▸ EXERCISE:
Your answer must be the records below, repeated exactly, with every picture left out.
----
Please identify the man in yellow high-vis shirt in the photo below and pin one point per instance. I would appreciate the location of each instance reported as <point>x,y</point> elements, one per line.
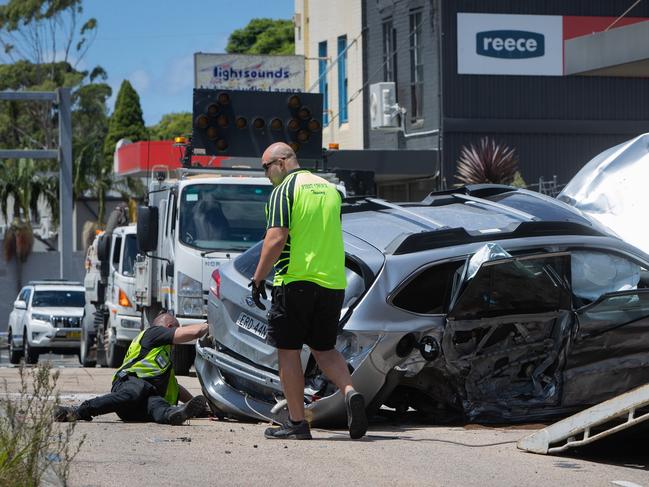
<point>305,244</point>
<point>145,387</point>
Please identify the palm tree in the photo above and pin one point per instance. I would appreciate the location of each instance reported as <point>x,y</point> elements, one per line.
<point>489,162</point>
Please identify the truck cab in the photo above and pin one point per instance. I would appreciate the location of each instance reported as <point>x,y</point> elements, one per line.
<point>191,226</point>
<point>111,319</point>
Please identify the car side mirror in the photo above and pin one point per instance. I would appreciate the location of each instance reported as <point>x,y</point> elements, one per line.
<point>147,228</point>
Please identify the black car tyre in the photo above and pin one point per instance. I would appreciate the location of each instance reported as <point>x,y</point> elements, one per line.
<point>86,342</point>
<point>31,355</point>
<point>182,357</point>
<point>115,352</point>
<point>14,353</point>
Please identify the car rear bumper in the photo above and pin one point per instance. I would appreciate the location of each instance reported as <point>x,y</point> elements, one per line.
<point>56,338</point>
<point>239,389</point>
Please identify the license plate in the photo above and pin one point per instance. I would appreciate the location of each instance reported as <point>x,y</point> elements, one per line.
<point>252,325</point>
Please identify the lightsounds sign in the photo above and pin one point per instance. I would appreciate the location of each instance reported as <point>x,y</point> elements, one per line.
<point>510,44</point>
<point>249,72</point>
----
▸ RESPONSE FOR THIS EXERCISE:
Please identify the man in yellow high-vis shirt in the photo below and pin one point per instance. I would appreciate the location of each instance reported as <point>x,y</point> elements, one per line.
<point>305,244</point>
<point>145,387</point>
Please identify the palm tree in the photo above and pin one point per instance. I would appreciate the location of each instance reported as <point>x,y</point> elements, one per line.
<point>489,162</point>
Please identify the truck cab in the photo above and pin one point per instance. I would appreciate the location of each instance reported as <point>x,y</point> elements, one per line.
<point>191,226</point>
<point>111,319</point>
Please identify the car side mirror in the photo above and pin one point per instance. I would appreciate the location of each instance reported as <point>x,y</point> elements, one per line.
<point>147,228</point>
Please identify the black car tyre in the photo above and pin one point per instance. I would appreciate the location of each instance reported as <point>x,y</point> elements, one per line.
<point>86,342</point>
<point>31,355</point>
<point>182,357</point>
<point>115,352</point>
<point>14,353</point>
Please identify the car rear bumper in the photo above and pin one point per instance. I would appreciate the location of each instance reported as <point>x,y</point> elements, one per line.
<point>56,338</point>
<point>239,389</point>
Please identify the license plate in the photo above and pin one point per instance. I would appreciate the location of each instance reported as <point>x,y</point> elements, one per line.
<point>252,325</point>
Please identify the lightsounds sign in the photo above and pin one point per instance. I would appreciate the location of each instance reported as <point>x,y</point> elements, one per line.
<point>510,44</point>
<point>249,72</point>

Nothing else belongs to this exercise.